**Task statement:** Only an exact, line-for-line copy of the data will serve as the answer.

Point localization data
-- Opening Marker --
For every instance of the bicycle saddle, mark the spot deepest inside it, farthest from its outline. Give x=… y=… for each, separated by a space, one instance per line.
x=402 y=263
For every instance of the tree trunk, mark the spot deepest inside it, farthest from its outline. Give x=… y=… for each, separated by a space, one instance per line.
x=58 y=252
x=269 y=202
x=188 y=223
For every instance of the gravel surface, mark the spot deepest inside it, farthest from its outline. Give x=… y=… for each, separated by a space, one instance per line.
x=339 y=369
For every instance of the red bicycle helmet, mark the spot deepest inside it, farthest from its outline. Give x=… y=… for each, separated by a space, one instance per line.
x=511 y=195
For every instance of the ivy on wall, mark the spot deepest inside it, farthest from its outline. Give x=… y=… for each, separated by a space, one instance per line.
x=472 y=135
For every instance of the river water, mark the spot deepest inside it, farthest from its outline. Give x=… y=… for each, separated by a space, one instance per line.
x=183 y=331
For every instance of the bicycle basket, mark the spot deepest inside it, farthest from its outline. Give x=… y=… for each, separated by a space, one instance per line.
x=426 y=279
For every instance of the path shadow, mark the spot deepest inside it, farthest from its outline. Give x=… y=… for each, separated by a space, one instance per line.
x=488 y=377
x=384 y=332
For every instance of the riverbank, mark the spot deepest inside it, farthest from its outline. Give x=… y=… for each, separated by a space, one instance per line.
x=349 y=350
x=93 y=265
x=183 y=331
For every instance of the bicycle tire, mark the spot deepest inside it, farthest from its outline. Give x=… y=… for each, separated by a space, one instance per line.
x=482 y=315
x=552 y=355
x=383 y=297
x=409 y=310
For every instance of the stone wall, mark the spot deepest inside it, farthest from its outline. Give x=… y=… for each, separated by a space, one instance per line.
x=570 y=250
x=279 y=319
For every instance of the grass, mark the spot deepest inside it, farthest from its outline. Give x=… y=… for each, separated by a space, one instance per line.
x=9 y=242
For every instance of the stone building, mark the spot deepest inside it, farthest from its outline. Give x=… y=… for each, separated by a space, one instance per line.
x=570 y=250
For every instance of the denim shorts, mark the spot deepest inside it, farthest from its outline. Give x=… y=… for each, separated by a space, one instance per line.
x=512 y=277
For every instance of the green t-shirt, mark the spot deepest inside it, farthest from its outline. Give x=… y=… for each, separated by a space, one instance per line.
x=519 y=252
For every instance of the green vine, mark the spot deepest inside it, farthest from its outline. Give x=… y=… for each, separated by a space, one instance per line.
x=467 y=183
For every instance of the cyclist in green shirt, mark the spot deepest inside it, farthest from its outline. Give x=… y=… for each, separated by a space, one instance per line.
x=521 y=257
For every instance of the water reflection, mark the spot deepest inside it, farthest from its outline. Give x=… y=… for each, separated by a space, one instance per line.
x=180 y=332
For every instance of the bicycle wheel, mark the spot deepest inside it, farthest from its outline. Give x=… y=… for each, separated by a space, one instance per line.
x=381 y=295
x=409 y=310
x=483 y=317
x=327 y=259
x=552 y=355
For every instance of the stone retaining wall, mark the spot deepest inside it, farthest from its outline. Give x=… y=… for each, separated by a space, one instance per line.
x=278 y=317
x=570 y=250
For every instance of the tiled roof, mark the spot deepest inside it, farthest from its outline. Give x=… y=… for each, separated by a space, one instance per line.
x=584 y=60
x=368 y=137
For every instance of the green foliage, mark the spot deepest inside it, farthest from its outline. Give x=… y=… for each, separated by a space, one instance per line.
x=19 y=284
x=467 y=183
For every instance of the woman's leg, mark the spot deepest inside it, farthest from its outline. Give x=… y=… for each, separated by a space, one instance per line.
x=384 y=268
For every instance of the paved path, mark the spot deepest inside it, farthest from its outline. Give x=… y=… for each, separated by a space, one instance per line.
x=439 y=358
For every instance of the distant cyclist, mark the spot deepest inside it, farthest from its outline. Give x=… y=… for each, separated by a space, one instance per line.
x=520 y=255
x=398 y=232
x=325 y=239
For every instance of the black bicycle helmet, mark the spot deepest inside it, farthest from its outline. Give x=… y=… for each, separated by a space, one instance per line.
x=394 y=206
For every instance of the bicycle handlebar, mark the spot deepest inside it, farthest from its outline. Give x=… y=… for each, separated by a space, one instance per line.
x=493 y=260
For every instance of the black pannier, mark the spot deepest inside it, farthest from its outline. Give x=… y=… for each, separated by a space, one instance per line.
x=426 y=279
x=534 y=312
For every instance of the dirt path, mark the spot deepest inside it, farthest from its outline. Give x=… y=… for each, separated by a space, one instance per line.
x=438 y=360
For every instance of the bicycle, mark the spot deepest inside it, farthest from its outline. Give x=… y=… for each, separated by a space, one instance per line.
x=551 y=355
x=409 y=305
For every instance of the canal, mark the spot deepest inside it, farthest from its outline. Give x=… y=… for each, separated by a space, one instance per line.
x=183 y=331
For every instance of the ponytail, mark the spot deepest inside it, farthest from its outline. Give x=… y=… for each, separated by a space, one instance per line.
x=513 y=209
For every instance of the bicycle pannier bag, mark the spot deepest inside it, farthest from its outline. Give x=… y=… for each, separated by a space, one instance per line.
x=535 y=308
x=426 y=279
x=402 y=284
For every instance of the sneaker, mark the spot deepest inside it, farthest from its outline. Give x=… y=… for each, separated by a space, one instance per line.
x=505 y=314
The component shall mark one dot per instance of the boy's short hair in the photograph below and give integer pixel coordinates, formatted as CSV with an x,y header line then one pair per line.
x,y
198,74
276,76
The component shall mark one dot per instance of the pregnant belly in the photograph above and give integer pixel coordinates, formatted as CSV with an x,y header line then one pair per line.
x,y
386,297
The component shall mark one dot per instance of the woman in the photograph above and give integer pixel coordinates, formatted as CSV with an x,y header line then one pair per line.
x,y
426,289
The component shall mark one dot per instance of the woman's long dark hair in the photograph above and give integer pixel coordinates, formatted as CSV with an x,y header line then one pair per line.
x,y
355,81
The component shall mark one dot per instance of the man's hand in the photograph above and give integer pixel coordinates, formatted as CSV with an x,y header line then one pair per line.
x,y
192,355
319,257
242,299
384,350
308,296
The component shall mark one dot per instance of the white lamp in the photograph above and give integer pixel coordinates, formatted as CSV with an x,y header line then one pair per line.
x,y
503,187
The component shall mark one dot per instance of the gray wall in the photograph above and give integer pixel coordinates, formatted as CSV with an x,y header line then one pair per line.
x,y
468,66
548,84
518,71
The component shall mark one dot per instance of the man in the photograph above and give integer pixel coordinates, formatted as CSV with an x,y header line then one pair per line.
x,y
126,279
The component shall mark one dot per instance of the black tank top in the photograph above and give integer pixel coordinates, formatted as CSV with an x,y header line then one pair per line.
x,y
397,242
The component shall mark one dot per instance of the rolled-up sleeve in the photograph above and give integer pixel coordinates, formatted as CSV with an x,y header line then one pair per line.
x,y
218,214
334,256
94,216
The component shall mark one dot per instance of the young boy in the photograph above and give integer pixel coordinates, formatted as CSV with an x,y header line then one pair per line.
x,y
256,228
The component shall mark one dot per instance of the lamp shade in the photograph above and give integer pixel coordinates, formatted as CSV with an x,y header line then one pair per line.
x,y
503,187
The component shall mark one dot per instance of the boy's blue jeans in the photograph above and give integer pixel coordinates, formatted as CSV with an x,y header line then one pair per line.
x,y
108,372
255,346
-- Closing Marker --
**Finished exercise:**
For every instance of the bicycle saddle, mark the spot deepest inside it, farthest from its outline. Give x=… y=… for each, separated by a space, one instance per line.
x=402 y=263
For every instance of the tree trunk, mark the spot deepest inside it, farthest from its outline. Give x=… y=… for each, separated by a space, one instance per line.
x=58 y=252
x=269 y=202
x=188 y=223
For every instance of the gravel surface, mark the spot deepest inside it, farthest from its outline. Give x=… y=… for each, separated by a space, one instance per line.
x=339 y=369
For every instance of the red bicycle helmet, mark the spot deepest inside it, farthest from its outline. Give x=… y=… for each, separated by a space, one instance per line.
x=511 y=195
For every instance of the ivy on wall, mark the spot deepest inside it, farthest from its outline. Give x=… y=… for each, separated by a space, one instance per line.
x=472 y=135
For every instance of the river water, mark the spot deepest inside it, farthest from its outline. Give x=… y=… for each, separated by a space, one instance per line.
x=183 y=331
For every instance of the bicycle basket, mark the spot deepest inside it, farthest from its outline. Give x=… y=… for each, separated by a space, one instance per line.
x=426 y=279
For every instance of the path shadow, mark the spot deepest inside it, farthest from its outline. Give x=… y=… for each, separated by a space, one instance per line.
x=488 y=377
x=384 y=332
For every instance of the riverbank, mark the spot deepest inside it, farthest from its outline. Give x=… y=… for each, separated by a space, one instance per line.
x=349 y=350
x=93 y=265
x=183 y=331
For every instance of the bicycle tire, mark the spot deepest inside it, farthest from its outline. Give x=… y=… for each, separated by a space, one instance per line.
x=482 y=315
x=552 y=355
x=383 y=297
x=409 y=310
For every instance of the stone wall, mark the spot deepest inside it, farthest from its outline. Give x=… y=… for each, separated by a space, one instance per line.
x=570 y=250
x=279 y=319
For every instance of the grass, mark the spot deepest inside it, farthest from its outline. Give x=… y=… for each, separated by a space, one instance per line.
x=9 y=242
For every instance of the stone building, mark the spot deepest inside it, farthest from its outline. Give x=… y=… for each, separated by a space, one instance per line.
x=570 y=250
For every instance of the denim shorts, mark the spot deepest inside it, farthest from its outline. Give x=… y=… for each, separated by a space, one instance per line.
x=512 y=277
For every instance of the green t-shirt, mark the spot deepest inside it, farthest from its outline. Give x=… y=… for each, separated by a space, one instance per line.
x=519 y=252
For every instance of the green vine, mark the spot deepest inside it, farthest from its outline. Give x=… y=… for each, separated by a space, one instance per line.
x=467 y=183
For every instance of the cyclist in green shirt, mark the spot deepest inside it, farthest from its outline. Give x=… y=… for each, separated by a space, one instance per line.
x=521 y=257
For every instance of the water reflection, mark the spot deepest inside it, farthest from its outline. Give x=… y=… for each, separated by a space, one instance per line.
x=180 y=332
For every instance of the bicycle wheel, mark the spot deepest inside it, farthest from its outline. Give x=… y=… for each, separated by a space, one instance per line.
x=381 y=295
x=409 y=310
x=483 y=317
x=327 y=259
x=552 y=355
For every instance of the stone retaining wall, mark the spot deepest inside it, farthest from its outline. Give x=… y=… for each, separated by a space, one instance per line.
x=278 y=317
x=570 y=250
For every instance of the tiled roof, mark the spot deepest inside it, farthest from its outline. Give x=… y=… for each, separated by a space, one instance per line.
x=584 y=60
x=368 y=137
For every instance of the green foliage, mark the spot deepest inside it, farthest from its outline. Give x=… y=… for each, separated by a space, one instance per line.
x=19 y=284
x=467 y=183
For every instance of the woman's leg, mark the spot deepest inside it, farthest from its outline. Give x=… y=… for each, separated by a space, one instance per line.
x=384 y=268
For every instance of the paved path, mark the spot deepest inside it, farthest from its outline. Give x=… y=… for each, separated by a space, one instance per line.
x=439 y=358
For every instance of the distant cyclist, mark the spot deepest inside it, farthest from its outline. Give x=… y=… for each, separated by a space, one instance per line.
x=520 y=255
x=398 y=232
x=325 y=239
For every instance of the black bicycle helmet, mark the spot deepest inside it, farthest from its outline. Give x=… y=… for each, separated by a space, one instance per line.
x=394 y=206
For every instance of the bicycle handlebar, mark the spot deepest inside it, farthest from its outline. Give x=… y=… for each, separated by a space, one instance per line.
x=493 y=260
For every instance of the black pannier, mark the spot deepest inside it, farthest from its outline. Give x=… y=… for each, separated by a space, one instance per line.
x=426 y=279
x=534 y=312
For every instance of the dirt path, mark the spot deepest inside it, farthest from its outline. Give x=… y=… for each, separated by a space, one instance per line.
x=438 y=360
For every instance of the bicycle, mark the spot deepest inside it, farthest from its outline. Give x=… y=… for each, separated by a space, one instance per line.
x=551 y=355
x=409 y=305
For every instance of the canal, mark the spot deepest inside it, farthest from its outline. Give x=… y=… for each, separated by a space, one instance per line.
x=183 y=331
For every instance of the ponytail, mark the spot deepest inside it, farthest from its outline. Give x=… y=… for each, separated by a space, one instance per line.
x=513 y=209
For every instance of the bicycle pannier bag, mark the spot deepest inside it, farthest from its outline. Give x=… y=… for each, separated by a space, one instance per line.
x=535 y=308
x=426 y=279
x=402 y=284
For every instance of the sneaker, mark the spot deepest inside it, farthest from its outline. Give x=… y=… for each, separated by a space, one instance per line.
x=505 y=314
The component shall mark one dot per instance of the boy's short hair in the photograph below and give integer pixel coordinates, formatted as CSV with an x,y header line then one pair per line.
x,y
198,74
276,76
The component shall mark one dot per instance of the pregnant belly in the photograph above and give integer pixel coordinates, formatted as CSV with an x,y header line then one pair per line.
x,y
386,297
The component shall mark one dot per instance of the woman in the photograph above and give integer pixel coordinates, formatted as CSV with an x,y header line then one pair per line.
x,y
426,289
The component shall mark one dot per instance of the woman's long dark hair in the photograph above and give integer pixel coordinates, formatted as CSV with an x,y header line then one pair per line.
x,y
355,81
The component shall mark one dot per instance of the man's hand in the photograph above and give integer pixel coordinates, formatted as CSV with an x,y header line then one pair per line.
x,y
192,355
319,257
242,299
384,350
308,296
The component shall mark one dot per instance of the white lamp in the photograph above and give integer pixel coordinates, formatted as CSV with an x,y header line then one pair per line.
x,y
503,187
The component shall mark one dot per instance of the gray wall in the photograph above and give integer pixel coordinates, formatted as CSV with an x,y header line then one pair per line.
x,y
468,66
548,84
518,71
The component shall mark one dot per instance of the man in the photograph above and give integer pixel coordinates, formatted as CSV with an x,y header line then one pair per line.
x,y
126,279
The component shall mark one dot per instance of the black tank top in the photograph above and give integer pixel coordinates, formatted as CSV with an x,y header line then one pair per line.
x,y
397,242
The component shall mark one dot per instance of the rolled-up sleeve in the photograph above and give integer pixel coordinates, formatted as CSV with an x,y header line then one pair per line.
x,y
218,214
334,256
94,216
The component shall mark one dot per instance of the young boy in the photograph above and give integer pixel coordinates, formatted as CSV with an x,y header line then one pair per line.
x,y
256,228
The component shall mark one dot per instance of the lamp shade in the photograph above and give integer pixel coordinates, formatted as CSV with an x,y header line then one pair per line.
x,y
503,187
The component shall mark one dot per instance of the boy's blue jeans in the photograph above and give integer pixel coordinates, formatted as CSV with an x,y header line then one pair per line.
x,y
108,372
255,346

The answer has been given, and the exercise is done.